**Assignment:** Answer with one number: the count of lines in this material that hold the word "hedge".

**Exercise inputs:**
>>>

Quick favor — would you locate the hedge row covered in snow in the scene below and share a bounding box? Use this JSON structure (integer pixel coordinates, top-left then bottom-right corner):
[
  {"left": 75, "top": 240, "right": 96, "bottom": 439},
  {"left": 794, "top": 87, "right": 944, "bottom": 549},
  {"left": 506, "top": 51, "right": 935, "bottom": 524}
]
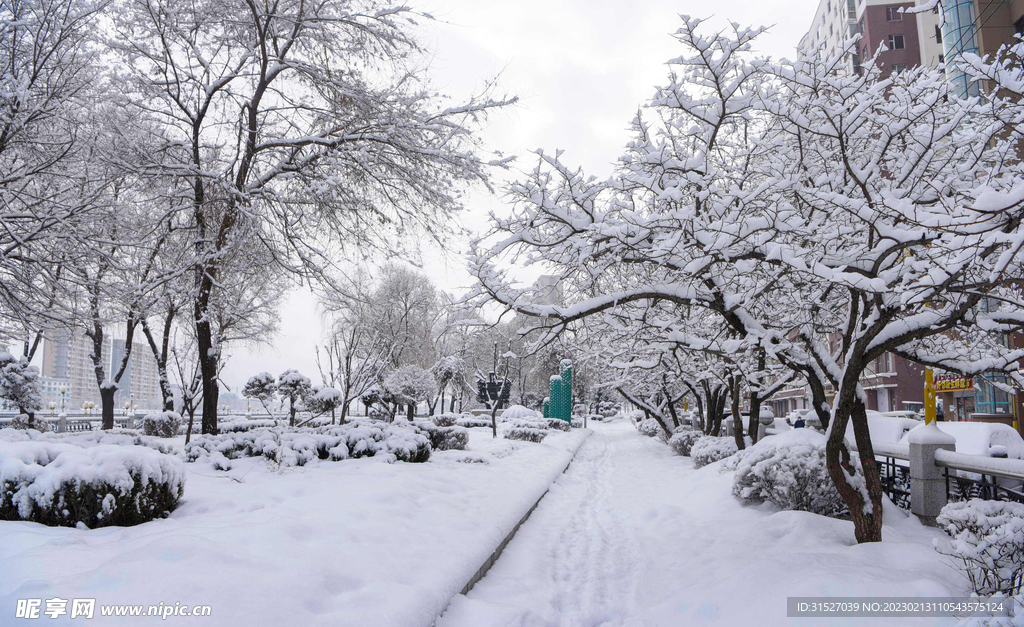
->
[
  {"left": 185, "top": 422, "right": 433, "bottom": 467},
  {"left": 1, "top": 428, "right": 177, "bottom": 455},
  {"left": 218, "top": 419, "right": 280, "bottom": 433},
  {"left": 410, "top": 421, "right": 469, "bottom": 451},
  {"left": 504, "top": 427, "right": 547, "bottom": 443},
  {"left": 0, "top": 439, "right": 184, "bottom": 527}
]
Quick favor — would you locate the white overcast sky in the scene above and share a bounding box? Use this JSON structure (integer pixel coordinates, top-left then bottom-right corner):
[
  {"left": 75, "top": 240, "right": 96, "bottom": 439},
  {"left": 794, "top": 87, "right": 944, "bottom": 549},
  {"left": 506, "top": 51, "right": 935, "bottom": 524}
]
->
[{"left": 222, "top": 0, "right": 819, "bottom": 391}]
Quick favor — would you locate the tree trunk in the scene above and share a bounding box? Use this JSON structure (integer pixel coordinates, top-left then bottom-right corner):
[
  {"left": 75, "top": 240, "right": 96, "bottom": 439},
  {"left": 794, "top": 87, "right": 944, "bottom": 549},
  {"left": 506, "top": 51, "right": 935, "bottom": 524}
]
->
[
  {"left": 747, "top": 391, "right": 762, "bottom": 444},
  {"left": 339, "top": 401, "right": 348, "bottom": 425},
  {"left": 289, "top": 397, "right": 297, "bottom": 427},
  {"left": 406, "top": 403, "right": 414, "bottom": 422},
  {"left": 196, "top": 272, "right": 219, "bottom": 435},
  {"left": 826, "top": 383, "right": 884, "bottom": 543},
  {"left": 731, "top": 376, "right": 745, "bottom": 450},
  {"left": 100, "top": 386, "right": 116, "bottom": 430},
  {"left": 185, "top": 408, "right": 196, "bottom": 445},
  {"left": 664, "top": 387, "right": 680, "bottom": 429}
]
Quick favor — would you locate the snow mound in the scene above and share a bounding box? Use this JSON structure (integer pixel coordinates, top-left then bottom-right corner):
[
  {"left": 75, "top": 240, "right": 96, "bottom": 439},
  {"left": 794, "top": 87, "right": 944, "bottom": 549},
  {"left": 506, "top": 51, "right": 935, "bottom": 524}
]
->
[
  {"left": 501, "top": 405, "right": 540, "bottom": 421},
  {"left": 901, "top": 422, "right": 1024, "bottom": 459}
]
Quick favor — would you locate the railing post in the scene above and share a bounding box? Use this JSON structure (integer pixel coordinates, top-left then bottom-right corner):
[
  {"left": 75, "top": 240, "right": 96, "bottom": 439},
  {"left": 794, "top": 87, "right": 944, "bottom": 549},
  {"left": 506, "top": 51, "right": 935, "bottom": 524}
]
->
[
  {"left": 908, "top": 422, "right": 956, "bottom": 524},
  {"left": 57, "top": 413, "right": 67, "bottom": 433}
]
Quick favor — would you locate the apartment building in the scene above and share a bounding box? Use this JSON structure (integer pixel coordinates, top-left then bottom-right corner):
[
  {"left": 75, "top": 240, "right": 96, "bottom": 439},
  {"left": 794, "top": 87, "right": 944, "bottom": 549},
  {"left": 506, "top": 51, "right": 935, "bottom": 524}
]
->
[
  {"left": 40, "top": 330, "right": 162, "bottom": 412},
  {"left": 801, "top": 0, "right": 944, "bottom": 77},
  {"left": 802, "top": 0, "right": 1024, "bottom": 94}
]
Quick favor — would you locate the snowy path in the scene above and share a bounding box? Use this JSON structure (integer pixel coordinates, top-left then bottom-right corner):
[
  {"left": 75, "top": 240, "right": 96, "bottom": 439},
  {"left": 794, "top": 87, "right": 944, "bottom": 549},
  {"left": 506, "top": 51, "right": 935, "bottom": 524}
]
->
[{"left": 437, "top": 420, "right": 963, "bottom": 627}]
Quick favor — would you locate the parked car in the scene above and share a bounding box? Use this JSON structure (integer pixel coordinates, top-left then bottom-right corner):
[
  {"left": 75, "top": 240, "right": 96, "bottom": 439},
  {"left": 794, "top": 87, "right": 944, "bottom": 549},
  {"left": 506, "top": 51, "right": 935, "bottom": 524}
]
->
[{"left": 882, "top": 410, "right": 922, "bottom": 421}]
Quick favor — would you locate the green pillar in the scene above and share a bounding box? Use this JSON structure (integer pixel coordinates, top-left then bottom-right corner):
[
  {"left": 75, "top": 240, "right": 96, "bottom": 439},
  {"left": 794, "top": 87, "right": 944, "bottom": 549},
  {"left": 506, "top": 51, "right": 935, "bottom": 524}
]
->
[
  {"left": 549, "top": 375, "right": 562, "bottom": 421},
  {"left": 542, "top": 397, "right": 550, "bottom": 418},
  {"left": 559, "top": 360, "right": 573, "bottom": 422}
]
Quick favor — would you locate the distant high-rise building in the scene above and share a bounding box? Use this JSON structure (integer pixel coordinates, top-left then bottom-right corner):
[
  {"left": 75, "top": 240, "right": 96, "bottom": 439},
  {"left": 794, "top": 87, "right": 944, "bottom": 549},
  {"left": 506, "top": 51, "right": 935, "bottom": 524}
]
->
[{"left": 41, "top": 330, "right": 162, "bottom": 411}]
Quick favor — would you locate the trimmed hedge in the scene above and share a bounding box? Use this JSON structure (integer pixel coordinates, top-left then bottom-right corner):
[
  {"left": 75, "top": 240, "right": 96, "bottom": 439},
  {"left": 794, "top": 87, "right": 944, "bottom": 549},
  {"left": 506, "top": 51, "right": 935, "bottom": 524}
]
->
[
  {"left": 504, "top": 427, "right": 547, "bottom": 443},
  {"left": 141, "top": 411, "right": 182, "bottom": 438},
  {"left": 0, "top": 440, "right": 184, "bottom": 528},
  {"left": 185, "top": 422, "right": 432, "bottom": 467},
  {"left": 668, "top": 430, "right": 703, "bottom": 456}
]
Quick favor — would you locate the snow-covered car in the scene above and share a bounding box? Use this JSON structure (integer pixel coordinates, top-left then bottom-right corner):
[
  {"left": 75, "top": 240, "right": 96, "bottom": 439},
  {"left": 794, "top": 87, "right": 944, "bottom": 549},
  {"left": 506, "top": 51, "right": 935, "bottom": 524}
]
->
[{"left": 881, "top": 410, "right": 922, "bottom": 421}]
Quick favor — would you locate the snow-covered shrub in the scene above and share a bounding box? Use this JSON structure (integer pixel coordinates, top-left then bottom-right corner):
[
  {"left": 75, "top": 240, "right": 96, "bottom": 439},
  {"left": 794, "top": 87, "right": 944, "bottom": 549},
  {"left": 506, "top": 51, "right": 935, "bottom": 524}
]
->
[
  {"left": 668, "top": 430, "right": 703, "bottom": 456},
  {"left": 219, "top": 419, "right": 278, "bottom": 433},
  {"left": 731, "top": 430, "right": 848, "bottom": 518},
  {"left": 586, "top": 413, "right": 604, "bottom": 423},
  {"left": 571, "top": 417, "right": 585, "bottom": 428},
  {"left": 9, "top": 414, "right": 51, "bottom": 432},
  {"left": 141, "top": 411, "right": 182, "bottom": 438},
  {"left": 936, "top": 499, "right": 1024, "bottom": 596},
  {"left": 627, "top": 409, "right": 645, "bottom": 424},
  {"left": 242, "top": 372, "right": 277, "bottom": 409},
  {"left": 410, "top": 421, "right": 469, "bottom": 451},
  {"left": 432, "top": 413, "right": 458, "bottom": 427},
  {"left": 690, "top": 436, "right": 739, "bottom": 468},
  {"left": 504, "top": 427, "right": 547, "bottom": 443},
  {"left": 35, "top": 430, "right": 177, "bottom": 455},
  {"left": 636, "top": 418, "right": 661, "bottom": 437},
  {"left": 546, "top": 418, "right": 571, "bottom": 432},
  {"left": 0, "top": 440, "right": 185, "bottom": 527},
  {"left": 456, "top": 415, "right": 492, "bottom": 429}
]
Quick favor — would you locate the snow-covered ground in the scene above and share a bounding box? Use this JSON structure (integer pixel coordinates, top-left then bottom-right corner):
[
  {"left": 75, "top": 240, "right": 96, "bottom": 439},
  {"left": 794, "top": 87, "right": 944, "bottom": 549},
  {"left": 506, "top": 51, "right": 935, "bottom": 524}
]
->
[
  {"left": 0, "top": 427, "right": 589, "bottom": 626},
  {"left": 438, "top": 419, "right": 966, "bottom": 627}
]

<<<

**Solution to the problem:** 2